======== Listed records

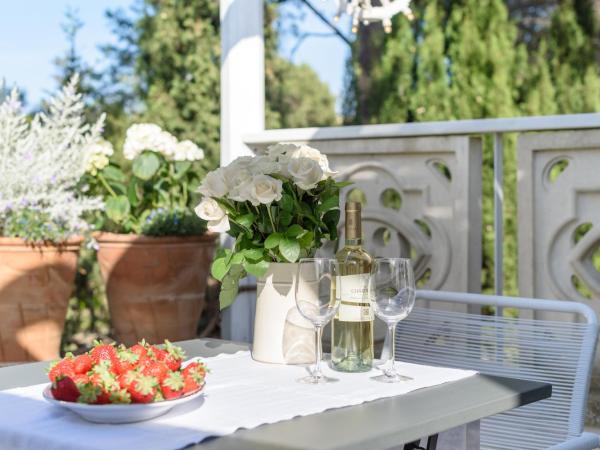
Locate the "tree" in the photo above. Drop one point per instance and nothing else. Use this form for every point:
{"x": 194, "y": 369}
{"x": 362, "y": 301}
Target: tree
{"x": 572, "y": 63}
{"x": 467, "y": 59}
{"x": 169, "y": 53}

================

Work required:
Reproduce each entry precisely, dropping only the pictures.

Solution:
Locate the "tree" in the photo above. Drop one point per instance and nothing else. Use this form for every point:
{"x": 194, "y": 369}
{"x": 362, "y": 301}
Target: tree
{"x": 572, "y": 63}
{"x": 467, "y": 59}
{"x": 169, "y": 53}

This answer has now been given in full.